Excerpted records:
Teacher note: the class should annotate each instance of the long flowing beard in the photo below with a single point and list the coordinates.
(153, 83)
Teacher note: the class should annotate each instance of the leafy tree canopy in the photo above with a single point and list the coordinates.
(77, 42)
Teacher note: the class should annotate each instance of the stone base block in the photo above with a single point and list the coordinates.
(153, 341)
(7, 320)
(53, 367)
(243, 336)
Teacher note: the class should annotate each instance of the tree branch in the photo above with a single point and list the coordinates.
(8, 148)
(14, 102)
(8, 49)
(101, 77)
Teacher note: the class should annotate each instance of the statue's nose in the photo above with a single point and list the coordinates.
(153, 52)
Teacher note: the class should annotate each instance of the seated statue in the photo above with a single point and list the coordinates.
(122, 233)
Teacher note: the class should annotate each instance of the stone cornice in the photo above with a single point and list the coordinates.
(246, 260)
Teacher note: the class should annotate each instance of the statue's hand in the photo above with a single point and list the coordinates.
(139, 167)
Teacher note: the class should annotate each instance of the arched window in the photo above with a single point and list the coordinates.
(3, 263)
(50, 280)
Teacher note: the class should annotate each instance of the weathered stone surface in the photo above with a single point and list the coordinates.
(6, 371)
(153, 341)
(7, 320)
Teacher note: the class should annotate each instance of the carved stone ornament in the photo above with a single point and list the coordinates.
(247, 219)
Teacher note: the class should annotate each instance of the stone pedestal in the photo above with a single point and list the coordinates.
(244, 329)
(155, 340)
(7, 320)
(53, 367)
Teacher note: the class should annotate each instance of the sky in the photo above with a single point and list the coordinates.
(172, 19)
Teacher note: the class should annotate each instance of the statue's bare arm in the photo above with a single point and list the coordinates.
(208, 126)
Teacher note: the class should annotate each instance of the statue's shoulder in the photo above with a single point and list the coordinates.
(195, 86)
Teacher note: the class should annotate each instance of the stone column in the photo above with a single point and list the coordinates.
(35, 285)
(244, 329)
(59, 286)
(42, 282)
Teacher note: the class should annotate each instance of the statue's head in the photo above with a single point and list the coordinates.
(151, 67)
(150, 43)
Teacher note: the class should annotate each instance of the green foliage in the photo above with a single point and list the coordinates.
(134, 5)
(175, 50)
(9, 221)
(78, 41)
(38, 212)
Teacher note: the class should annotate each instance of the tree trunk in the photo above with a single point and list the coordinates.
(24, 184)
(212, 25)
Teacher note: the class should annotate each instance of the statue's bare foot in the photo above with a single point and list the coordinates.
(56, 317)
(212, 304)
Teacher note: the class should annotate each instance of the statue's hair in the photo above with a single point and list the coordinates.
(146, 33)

Task:
Transcribe all of the data so that each line matches the source exactly.

The answer:
Teacher note: the class should annotate each instance of the long flowing beard in the photo below with a single point and list the coordinates.
(153, 83)
Teacher note: the class should annotate each instance of the leafy tree canopy in the photo above with a single point and list the coordinates.
(77, 42)
Teacher note: the class should annotate each instance of the stone base block in the photo above with a single point and list the coordinates.
(153, 341)
(7, 320)
(53, 367)
(243, 336)
Teacher note: the class should annotate each instance of the tree branch in the photo above with a single point and list the coordinates.
(8, 148)
(14, 102)
(8, 49)
(101, 77)
Teacher note: the class should annotate each instance of the statue's nose in the photo above with a single point and list the coordinates.
(153, 52)
Teacher note: the class should annotate each instance of the seated statue in the photo above with a single point and list the coordinates.
(122, 233)
Teacher note: the class should annotate each instance of the stone cornice in the photo above with a single point and list the coordinates.
(246, 260)
Teacher note: the class should annotate each instance of the statue's hand in the photo above with a single point and list the coordinates.
(139, 167)
Teacher note: the class should annotate each instance of the arched window in the photo above with a single point and list the coordinates.
(3, 263)
(50, 280)
Teacher note: the class should annotate each instance of the weathered stone surface in the photo above with a single point and list the coordinates.
(6, 371)
(153, 341)
(7, 320)
Teacher note: the class should annotate each instance of the carved stone ornament in the photo above with a single point and list the coordinates.
(247, 219)
Teacher note: the class should annotate each instance of the stone pedestal in the photo above with a single point and list the coordinates.
(244, 329)
(155, 340)
(7, 320)
(53, 367)
Teacher note: the class should annotate each instance of the sky in the photo above with a single point and list the coordinates.
(172, 19)
Teacher note: the class should annotate each instance of the statue's bare arm in the photo above with a single point and list the coordinates.
(208, 126)
Teacher note: the class should annotate each instance of the statue's shoulder in the photo above with a single point and list the coordinates.
(195, 86)
Teacher note: the class should annotate each instance of the stone column in the photo above with a single point and list the coordinates.
(35, 285)
(244, 329)
(59, 286)
(42, 282)
Teacher note: the class should annotate each instance of the statue's head in the photo above with a single point and list the coordinates.
(151, 67)
(150, 43)
Teacher note: the class should annotate each instance of the green foliage in the photo above with a single point and list the coordinates.
(134, 5)
(175, 50)
(9, 221)
(78, 41)
(38, 212)
Teacher note: the class should annotate each instance of the tree trunk in the photo above with a single point and list the coordinates.
(24, 184)
(212, 25)
Teacher note: the class should annotate each instance of the statue's bare foot in the photo above with a single point and list the coordinates.
(56, 317)
(212, 304)
Teacher note: the class should annotate each instance of the statue's hair in the photo above with a single point and list the coordinates.
(146, 33)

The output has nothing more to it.